EXERCISE AIM
Give the records below again, exactly as they appear.

● ● ● ●

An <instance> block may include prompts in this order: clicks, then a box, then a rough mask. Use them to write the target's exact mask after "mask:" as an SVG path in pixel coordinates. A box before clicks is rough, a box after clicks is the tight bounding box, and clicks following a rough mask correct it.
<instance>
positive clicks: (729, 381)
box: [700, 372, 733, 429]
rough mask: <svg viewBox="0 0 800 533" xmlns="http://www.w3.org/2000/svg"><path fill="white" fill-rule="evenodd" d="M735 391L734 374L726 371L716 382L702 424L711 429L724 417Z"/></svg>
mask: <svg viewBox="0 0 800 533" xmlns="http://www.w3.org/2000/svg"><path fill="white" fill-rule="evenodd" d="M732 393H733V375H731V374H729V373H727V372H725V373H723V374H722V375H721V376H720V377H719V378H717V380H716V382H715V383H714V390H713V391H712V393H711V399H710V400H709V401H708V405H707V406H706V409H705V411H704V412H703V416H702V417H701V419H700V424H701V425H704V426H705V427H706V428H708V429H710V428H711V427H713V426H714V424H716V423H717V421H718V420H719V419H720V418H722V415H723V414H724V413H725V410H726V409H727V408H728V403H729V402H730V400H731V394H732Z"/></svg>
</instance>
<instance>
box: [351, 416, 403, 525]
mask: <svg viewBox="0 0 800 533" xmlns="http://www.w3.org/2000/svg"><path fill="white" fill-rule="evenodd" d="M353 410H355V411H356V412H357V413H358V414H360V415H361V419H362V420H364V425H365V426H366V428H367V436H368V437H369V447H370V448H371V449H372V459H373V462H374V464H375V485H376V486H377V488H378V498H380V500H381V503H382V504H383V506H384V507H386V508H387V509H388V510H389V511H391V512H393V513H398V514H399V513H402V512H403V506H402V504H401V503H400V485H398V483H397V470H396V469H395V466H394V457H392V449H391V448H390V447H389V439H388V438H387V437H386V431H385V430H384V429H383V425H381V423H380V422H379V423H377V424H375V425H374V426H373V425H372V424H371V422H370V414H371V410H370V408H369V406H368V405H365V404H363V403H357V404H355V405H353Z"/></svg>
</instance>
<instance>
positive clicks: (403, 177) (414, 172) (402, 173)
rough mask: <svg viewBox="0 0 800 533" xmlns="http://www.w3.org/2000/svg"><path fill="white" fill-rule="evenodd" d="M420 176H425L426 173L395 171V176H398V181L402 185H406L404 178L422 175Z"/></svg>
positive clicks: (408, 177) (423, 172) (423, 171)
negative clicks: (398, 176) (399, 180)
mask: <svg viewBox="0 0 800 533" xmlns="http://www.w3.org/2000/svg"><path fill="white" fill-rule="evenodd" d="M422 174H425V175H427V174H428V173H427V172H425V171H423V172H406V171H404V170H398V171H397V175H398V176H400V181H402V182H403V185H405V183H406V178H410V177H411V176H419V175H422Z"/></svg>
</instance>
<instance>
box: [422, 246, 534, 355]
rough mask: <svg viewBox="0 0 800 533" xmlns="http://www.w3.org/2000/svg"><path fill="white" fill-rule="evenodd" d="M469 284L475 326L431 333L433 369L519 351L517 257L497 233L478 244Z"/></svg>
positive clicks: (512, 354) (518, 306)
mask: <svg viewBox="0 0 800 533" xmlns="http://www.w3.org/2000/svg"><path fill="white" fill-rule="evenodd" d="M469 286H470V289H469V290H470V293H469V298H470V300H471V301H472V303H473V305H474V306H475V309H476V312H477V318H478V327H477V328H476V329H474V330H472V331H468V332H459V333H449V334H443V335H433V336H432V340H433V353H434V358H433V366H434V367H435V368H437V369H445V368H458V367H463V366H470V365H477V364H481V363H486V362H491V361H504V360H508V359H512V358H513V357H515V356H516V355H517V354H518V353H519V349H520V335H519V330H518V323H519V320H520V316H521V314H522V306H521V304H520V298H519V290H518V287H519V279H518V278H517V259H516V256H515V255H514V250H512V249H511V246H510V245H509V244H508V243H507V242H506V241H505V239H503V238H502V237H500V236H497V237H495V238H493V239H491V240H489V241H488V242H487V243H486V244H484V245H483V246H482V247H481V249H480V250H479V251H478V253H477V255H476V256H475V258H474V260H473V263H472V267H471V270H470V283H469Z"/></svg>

● ● ● ●

FINISHED TASK
An <instance> block may include prompts in this order: clicks, then a box, then a rough mask. Use them to write the target's exact mask after "mask:" as an SVG path in pixel coordinates. A box before clicks is rough, a box after clicks is the tight bounding box, and clicks following a rough mask correct it.
<instance>
positive clicks: (729, 381)
box: [700, 372, 733, 429]
rough mask: <svg viewBox="0 0 800 533" xmlns="http://www.w3.org/2000/svg"><path fill="white" fill-rule="evenodd" d="M735 391L734 374L726 371L716 382L702 424L711 429L724 417Z"/></svg>
mask: <svg viewBox="0 0 800 533" xmlns="http://www.w3.org/2000/svg"><path fill="white" fill-rule="evenodd" d="M732 393H733V375H731V374H729V373H727V372H725V373H723V374H722V375H721V376H720V377H719V378H717V380H716V382H715V383H714V390H713V391H712V393H711V399H710V400H709V401H708V405H707V406H706V409H705V411H704V412H703V416H702V417H701V419H700V424H701V425H704V426H705V427H706V428H708V429H710V428H711V427H713V426H714V424H716V423H717V421H718V420H719V419H720V418H722V415H723V414H724V413H725V410H726V409H727V408H728V403H729V402H730V400H731V394H732Z"/></svg>
</instance>
<instance>
box: [351, 416, 403, 525]
mask: <svg viewBox="0 0 800 533" xmlns="http://www.w3.org/2000/svg"><path fill="white" fill-rule="evenodd" d="M353 410H355V411H356V412H357V413H358V414H360V415H361V419H362V420H364V425H365V426H366V428H367V436H368V437H369V447H370V448H371V449H372V459H373V462H374V464H375V485H376V486H377V488H378V498H380V500H381V503H382V504H383V506H384V507H386V508H387V509H388V510H389V511H391V512H393V513H398V514H399V513H402V512H403V506H402V504H401V503H400V485H398V483H397V470H396V469H395V466H394V457H392V449H391V448H390V447H389V439H388V438H387V437H386V431H385V430H384V429H383V425H381V423H380V422H379V423H377V424H375V425H374V426H373V425H372V424H371V422H370V414H371V410H370V408H369V406H368V405H365V404H363V403H357V404H355V405H353Z"/></svg>
</instance>
<instance>
positive clicks: (403, 177) (414, 172) (402, 173)
rough mask: <svg viewBox="0 0 800 533" xmlns="http://www.w3.org/2000/svg"><path fill="white" fill-rule="evenodd" d="M420 176H425L426 173L395 171V176H398V181L402 185H406L404 178L422 175Z"/></svg>
positive clicks: (408, 177) (423, 172) (423, 171)
negative clicks: (398, 176) (399, 180)
mask: <svg viewBox="0 0 800 533" xmlns="http://www.w3.org/2000/svg"><path fill="white" fill-rule="evenodd" d="M422 174H425V175H427V174H428V173H427V172H425V171H423V172H406V171H404V170H398V171H397V175H398V176H400V181H402V182H403V185H405V183H406V178H410V177H411V176H419V175H422Z"/></svg>
</instance>
<instance>
box: [422, 246, 534, 355]
rough mask: <svg viewBox="0 0 800 533" xmlns="http://www.w3.org/2000/svg"><path fill="white" fill-rule="evenodd" d="M469 284L475 326L431 333L433 369L519 351L517 257L497 233L478 244Z"/></svg>
positive clicks: (512, 354) (518, 306)
mask: <svg viewBox="0 0 800 533" xmlns="http://www.w3.org/2000/svg"><path fill="white" fill-rule="evenodd" d="M469 286H470V289H469V290H470V293H469V298H470V300H471V301H472V303H473V305H474V306H475V309H476V312H477V318H478V327H477V328H476V329H474V330H472V331H468V332H459V333H449V334H443V335H433V336H432V340H433V353H434V358H433V366H434V367H435V368H437V369H445V368H458V367H463V366H470V365H477V364H481V363H486V362H491V361H504V360H508V359H512V358H513V357H515V356H516V355H517V354H518V353H519V349H520V335H519V330H518V323H519V320H520V316H521V314H522V306H521V304H520V298H519V290H518V287H519V279H518V278H517V259H516V256H515V255H514V250H512V249H511V246H510V245H509V244H508V243H507V242H506V241H505V239H503V238H502V237H500V236H497V237H495V238H493V239H491V240H489V241H488V242H487V243H486V244H484V245H483V246H482V247H481V249H480V250H479V251H478V253H477V255H476V256H475V258H474V260H473V263H472V267H471V270H470V283H469Z"/></svg>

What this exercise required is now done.